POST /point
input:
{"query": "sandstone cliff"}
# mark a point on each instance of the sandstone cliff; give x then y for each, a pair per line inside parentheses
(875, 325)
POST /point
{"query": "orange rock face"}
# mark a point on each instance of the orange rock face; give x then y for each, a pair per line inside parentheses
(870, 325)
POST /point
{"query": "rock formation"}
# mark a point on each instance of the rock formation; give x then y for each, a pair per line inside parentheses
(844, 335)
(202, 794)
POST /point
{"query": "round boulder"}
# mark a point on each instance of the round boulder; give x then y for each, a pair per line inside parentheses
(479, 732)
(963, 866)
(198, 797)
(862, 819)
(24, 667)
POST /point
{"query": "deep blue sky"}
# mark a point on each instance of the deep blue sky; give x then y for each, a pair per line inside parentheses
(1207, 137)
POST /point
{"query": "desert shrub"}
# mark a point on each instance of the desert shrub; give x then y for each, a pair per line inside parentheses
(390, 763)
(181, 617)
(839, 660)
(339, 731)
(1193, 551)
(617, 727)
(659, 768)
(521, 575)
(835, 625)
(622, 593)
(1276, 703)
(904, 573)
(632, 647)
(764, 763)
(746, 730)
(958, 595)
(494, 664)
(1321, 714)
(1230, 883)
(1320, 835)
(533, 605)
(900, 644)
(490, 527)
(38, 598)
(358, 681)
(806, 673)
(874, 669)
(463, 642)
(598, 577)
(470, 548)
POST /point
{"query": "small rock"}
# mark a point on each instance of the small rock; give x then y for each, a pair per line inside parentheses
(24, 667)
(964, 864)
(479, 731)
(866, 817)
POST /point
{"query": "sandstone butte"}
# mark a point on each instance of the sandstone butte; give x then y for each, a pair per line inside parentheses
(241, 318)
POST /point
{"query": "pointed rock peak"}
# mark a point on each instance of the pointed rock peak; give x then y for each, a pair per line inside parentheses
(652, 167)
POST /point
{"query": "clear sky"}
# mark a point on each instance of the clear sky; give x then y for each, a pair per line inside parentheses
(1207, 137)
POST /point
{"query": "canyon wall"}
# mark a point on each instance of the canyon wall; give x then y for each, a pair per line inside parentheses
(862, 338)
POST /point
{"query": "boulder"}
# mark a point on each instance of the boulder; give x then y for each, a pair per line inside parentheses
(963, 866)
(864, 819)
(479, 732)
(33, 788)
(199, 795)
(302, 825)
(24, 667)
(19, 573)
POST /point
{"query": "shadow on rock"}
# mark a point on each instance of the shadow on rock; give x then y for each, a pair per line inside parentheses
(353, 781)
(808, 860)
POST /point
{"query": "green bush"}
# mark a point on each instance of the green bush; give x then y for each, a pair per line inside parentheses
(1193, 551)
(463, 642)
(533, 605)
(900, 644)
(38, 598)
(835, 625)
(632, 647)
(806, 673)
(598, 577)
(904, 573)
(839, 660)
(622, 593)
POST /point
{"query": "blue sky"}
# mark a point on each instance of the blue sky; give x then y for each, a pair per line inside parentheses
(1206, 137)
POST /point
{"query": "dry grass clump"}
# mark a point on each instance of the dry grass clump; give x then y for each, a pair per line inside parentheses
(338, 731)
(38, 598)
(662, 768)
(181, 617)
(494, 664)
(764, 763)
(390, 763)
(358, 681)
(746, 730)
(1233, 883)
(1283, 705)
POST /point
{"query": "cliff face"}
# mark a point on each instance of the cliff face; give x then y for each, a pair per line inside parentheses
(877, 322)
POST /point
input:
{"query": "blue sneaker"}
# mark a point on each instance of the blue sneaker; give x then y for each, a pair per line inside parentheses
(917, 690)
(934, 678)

━━━━━━━━

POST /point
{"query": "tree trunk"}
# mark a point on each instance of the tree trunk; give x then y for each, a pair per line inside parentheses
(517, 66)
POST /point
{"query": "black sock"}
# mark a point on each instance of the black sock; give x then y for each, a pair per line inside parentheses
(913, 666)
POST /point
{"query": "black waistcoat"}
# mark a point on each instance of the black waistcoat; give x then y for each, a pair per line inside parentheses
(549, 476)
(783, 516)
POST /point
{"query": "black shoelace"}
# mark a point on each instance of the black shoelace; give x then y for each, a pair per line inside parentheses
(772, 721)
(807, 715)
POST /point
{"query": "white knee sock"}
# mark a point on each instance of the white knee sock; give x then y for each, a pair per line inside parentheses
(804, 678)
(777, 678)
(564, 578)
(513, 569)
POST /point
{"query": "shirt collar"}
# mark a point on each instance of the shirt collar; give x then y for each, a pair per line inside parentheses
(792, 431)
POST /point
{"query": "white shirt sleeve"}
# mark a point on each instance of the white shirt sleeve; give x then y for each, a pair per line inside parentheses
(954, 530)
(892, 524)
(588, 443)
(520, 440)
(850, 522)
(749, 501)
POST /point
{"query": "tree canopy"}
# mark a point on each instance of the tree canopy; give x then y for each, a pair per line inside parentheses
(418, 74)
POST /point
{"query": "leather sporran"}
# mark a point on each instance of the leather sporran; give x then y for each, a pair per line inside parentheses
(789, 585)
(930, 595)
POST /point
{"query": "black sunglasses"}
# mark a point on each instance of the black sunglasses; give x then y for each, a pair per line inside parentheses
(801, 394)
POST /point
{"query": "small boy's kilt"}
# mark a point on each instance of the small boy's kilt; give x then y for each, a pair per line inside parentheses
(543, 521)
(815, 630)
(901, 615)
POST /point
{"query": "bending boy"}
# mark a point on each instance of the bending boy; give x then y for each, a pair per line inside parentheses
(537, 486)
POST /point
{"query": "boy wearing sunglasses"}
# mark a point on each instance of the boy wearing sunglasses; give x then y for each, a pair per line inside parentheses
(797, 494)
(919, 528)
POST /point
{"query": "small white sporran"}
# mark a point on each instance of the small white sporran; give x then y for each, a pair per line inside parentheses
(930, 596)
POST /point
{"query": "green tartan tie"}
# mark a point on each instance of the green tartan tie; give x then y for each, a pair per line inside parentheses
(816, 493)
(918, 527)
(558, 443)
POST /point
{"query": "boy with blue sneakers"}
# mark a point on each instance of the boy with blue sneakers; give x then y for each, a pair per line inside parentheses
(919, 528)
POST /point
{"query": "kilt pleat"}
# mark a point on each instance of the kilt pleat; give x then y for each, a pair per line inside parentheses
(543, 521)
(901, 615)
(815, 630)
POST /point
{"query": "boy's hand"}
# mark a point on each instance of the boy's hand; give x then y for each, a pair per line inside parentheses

━━━━━━━━

:: YOUR ASSIGNMENT ::
Each line that includes the string "hand" should be copied from the data.

:: EXERCISE OUTPUT ::
{"query": "boy's hand"}
# mark a point on each instance of the boy's hand; give x then y for each, a pair per line inside parentheses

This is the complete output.